## Instrução
Extraia dos dados abaixo cada linha que contém a palavra "stone".

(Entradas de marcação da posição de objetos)
::::::
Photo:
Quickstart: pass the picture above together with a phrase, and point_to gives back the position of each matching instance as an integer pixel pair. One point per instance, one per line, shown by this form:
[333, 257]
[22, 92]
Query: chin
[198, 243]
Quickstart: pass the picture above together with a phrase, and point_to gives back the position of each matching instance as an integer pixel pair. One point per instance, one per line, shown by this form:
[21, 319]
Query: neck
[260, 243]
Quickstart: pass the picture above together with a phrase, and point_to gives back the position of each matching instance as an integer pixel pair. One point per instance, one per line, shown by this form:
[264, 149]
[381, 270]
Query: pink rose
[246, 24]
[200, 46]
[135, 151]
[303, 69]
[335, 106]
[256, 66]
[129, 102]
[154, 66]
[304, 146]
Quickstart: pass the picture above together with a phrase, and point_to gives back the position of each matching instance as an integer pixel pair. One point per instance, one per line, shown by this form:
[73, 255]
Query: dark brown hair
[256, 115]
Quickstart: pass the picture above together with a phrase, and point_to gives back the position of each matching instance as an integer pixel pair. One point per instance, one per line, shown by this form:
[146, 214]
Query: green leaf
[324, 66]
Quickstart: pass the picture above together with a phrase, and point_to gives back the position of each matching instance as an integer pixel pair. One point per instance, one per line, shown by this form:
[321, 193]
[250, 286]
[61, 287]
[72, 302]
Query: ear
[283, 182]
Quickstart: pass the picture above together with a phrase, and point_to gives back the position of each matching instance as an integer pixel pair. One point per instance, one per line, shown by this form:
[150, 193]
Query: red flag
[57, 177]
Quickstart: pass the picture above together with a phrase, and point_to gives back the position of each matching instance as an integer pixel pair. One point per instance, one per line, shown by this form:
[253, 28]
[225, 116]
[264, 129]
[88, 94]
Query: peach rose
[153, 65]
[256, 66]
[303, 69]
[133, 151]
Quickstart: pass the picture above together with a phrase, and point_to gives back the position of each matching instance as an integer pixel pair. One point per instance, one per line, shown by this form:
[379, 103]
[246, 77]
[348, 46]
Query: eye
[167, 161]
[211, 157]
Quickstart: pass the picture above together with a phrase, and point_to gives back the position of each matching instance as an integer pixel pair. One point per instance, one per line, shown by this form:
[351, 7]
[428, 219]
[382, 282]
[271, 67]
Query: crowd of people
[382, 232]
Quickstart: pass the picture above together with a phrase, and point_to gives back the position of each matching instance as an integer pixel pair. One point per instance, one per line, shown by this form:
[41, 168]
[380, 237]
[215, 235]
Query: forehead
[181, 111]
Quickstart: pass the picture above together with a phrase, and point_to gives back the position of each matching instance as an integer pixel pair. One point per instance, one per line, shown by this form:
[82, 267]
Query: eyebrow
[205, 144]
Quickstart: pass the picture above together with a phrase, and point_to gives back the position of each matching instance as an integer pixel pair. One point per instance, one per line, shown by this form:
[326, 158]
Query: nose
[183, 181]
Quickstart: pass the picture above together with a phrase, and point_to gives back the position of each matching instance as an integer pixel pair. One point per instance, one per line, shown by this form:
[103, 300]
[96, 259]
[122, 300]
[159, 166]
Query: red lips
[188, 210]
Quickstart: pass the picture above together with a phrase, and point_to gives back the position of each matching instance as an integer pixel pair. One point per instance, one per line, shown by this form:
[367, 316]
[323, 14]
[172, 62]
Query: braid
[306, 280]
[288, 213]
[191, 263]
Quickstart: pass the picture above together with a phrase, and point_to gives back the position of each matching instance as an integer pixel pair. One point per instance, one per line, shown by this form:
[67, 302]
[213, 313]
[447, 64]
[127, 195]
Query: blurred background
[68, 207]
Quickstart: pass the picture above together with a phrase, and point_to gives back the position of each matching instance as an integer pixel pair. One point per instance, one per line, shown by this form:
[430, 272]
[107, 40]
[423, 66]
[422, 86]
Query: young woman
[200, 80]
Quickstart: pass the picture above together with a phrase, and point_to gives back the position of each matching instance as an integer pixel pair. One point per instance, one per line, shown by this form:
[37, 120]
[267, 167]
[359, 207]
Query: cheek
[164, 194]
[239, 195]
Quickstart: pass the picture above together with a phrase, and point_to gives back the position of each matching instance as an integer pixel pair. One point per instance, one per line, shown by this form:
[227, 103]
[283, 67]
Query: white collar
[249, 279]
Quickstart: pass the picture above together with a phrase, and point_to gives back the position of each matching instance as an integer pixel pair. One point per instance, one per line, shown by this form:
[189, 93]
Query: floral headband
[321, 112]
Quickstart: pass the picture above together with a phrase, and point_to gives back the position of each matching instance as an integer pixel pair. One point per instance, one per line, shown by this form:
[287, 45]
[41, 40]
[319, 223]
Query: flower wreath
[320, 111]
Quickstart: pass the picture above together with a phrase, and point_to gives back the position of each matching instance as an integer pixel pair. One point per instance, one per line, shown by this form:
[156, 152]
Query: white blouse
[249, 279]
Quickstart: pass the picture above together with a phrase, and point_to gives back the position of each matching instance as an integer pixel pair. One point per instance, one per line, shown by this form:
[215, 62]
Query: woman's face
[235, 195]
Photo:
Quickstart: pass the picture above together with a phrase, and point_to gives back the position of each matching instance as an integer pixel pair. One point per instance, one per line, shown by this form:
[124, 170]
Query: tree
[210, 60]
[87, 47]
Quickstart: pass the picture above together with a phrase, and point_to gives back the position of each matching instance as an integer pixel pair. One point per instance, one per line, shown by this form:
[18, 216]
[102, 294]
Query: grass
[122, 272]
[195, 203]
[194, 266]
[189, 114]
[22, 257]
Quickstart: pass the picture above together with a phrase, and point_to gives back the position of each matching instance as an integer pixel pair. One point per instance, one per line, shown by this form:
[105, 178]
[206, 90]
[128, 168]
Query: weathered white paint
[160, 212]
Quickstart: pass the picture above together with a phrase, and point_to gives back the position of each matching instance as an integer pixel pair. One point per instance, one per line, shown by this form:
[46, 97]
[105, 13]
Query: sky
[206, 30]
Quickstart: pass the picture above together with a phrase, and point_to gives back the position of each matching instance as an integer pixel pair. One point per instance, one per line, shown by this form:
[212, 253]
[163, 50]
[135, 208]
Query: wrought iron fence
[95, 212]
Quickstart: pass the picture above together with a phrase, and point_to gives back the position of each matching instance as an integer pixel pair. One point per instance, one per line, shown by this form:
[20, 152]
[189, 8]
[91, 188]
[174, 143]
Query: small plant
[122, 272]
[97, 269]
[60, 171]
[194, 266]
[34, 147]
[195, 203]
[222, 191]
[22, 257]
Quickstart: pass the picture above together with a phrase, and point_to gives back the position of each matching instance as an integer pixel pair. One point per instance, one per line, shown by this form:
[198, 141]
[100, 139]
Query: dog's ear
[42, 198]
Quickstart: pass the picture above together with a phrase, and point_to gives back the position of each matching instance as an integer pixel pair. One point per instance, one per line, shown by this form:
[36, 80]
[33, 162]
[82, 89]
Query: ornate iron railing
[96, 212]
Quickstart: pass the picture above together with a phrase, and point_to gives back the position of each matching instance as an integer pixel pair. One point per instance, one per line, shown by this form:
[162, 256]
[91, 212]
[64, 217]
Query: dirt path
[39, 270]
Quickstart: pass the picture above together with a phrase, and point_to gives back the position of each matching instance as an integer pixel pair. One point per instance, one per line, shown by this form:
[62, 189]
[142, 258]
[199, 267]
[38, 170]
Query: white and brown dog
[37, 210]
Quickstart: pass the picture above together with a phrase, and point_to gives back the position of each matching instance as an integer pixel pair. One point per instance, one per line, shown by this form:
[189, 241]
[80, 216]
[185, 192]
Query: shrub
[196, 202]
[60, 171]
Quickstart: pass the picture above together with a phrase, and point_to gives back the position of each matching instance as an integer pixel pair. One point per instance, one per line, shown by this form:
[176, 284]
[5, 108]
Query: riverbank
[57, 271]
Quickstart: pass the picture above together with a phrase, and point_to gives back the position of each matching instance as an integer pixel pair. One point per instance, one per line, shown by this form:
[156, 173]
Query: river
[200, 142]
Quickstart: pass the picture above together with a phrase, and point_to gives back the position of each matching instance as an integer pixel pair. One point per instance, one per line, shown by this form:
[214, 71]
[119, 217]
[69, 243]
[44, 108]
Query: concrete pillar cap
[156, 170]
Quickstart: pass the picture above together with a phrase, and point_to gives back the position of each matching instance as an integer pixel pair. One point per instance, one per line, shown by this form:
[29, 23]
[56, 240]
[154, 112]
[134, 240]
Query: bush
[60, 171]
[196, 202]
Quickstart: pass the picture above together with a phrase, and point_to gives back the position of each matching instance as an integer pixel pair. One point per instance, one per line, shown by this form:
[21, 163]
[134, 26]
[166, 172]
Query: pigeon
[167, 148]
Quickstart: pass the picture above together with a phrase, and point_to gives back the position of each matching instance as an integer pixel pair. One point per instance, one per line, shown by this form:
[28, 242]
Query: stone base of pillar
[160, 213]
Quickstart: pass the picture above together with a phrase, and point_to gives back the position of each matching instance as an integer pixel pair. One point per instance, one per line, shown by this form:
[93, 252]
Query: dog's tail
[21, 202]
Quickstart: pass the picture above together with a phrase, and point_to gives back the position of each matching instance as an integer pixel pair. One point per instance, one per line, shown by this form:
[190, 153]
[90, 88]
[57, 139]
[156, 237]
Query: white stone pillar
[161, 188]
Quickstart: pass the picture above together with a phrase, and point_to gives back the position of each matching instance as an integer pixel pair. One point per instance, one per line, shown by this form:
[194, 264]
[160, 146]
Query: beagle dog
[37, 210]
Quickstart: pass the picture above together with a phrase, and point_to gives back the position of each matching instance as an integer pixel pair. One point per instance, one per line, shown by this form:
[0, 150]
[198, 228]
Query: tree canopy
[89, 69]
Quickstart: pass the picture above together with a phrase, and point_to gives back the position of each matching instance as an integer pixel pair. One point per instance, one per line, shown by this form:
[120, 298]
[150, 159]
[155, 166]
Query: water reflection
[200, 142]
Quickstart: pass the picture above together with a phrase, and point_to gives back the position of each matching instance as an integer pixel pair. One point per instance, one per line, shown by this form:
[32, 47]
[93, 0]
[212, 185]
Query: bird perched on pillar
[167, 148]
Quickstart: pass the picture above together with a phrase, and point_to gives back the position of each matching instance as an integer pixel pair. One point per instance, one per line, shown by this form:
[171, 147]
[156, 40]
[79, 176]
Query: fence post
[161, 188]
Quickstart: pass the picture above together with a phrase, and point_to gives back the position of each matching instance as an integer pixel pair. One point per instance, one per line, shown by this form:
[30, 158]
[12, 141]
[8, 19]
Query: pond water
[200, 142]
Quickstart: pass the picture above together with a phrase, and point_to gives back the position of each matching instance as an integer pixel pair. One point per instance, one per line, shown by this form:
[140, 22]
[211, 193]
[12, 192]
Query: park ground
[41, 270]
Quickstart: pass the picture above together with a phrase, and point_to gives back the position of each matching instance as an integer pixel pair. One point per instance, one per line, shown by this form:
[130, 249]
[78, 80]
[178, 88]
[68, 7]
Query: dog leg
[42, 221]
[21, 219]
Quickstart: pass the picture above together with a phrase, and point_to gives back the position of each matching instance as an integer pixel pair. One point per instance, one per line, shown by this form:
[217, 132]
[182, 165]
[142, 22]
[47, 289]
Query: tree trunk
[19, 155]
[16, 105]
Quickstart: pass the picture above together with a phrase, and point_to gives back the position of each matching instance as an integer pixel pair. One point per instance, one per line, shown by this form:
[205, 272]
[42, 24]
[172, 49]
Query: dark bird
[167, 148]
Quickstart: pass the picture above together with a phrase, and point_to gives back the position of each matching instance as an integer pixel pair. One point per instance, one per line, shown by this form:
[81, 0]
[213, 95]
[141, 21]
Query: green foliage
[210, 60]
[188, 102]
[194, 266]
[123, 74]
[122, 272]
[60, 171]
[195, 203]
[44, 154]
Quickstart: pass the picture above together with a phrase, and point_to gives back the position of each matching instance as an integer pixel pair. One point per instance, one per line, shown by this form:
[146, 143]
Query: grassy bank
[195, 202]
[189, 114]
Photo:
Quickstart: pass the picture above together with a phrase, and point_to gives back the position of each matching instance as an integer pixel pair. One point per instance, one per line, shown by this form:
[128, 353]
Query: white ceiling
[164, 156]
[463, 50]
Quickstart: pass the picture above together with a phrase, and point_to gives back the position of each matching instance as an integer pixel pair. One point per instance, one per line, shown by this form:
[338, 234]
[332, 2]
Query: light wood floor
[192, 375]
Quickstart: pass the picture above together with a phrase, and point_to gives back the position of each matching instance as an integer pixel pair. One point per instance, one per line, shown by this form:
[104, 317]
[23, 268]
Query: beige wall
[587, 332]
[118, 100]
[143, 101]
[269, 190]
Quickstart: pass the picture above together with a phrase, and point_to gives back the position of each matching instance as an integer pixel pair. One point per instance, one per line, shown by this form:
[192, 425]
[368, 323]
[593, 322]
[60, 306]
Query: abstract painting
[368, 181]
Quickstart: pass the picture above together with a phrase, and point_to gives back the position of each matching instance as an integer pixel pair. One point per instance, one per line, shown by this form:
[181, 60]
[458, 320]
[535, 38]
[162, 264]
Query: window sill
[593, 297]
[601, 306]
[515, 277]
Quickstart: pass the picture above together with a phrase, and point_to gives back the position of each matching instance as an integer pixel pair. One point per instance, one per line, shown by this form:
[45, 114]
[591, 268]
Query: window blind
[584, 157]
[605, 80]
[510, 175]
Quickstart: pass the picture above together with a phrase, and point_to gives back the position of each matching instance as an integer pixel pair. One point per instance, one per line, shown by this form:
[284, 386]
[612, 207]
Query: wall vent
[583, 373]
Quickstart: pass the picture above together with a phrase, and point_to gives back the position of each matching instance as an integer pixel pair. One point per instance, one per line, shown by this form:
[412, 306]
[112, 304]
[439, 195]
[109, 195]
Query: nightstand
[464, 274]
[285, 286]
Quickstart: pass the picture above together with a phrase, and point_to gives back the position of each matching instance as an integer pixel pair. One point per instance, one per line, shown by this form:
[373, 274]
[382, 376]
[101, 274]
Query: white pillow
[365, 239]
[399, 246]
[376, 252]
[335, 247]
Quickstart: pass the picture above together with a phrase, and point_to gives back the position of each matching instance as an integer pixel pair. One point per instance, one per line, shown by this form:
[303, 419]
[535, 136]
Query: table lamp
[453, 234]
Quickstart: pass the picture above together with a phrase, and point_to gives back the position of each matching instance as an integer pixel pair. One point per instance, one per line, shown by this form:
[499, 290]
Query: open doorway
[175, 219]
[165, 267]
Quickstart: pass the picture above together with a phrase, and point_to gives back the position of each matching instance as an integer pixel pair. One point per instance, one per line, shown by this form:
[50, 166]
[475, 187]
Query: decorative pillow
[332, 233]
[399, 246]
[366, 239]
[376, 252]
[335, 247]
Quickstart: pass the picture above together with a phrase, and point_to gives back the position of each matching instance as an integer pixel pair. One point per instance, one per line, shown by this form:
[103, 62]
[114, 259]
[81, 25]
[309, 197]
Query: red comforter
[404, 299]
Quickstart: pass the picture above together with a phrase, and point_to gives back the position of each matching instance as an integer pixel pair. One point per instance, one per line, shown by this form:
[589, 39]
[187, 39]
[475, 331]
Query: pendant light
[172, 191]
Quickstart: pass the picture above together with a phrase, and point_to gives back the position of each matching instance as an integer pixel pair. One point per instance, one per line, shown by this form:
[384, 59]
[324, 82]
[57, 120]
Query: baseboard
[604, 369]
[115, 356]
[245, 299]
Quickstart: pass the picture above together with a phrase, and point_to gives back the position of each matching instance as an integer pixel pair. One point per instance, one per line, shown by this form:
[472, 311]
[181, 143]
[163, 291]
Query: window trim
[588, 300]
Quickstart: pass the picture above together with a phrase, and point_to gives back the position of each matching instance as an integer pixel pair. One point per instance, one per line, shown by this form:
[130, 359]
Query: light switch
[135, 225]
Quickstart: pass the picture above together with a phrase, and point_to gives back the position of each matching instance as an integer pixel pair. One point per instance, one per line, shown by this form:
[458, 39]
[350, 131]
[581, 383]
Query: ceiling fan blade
::::::
## Resposta completa
Query: stone base of pillar
Query: white stone pillar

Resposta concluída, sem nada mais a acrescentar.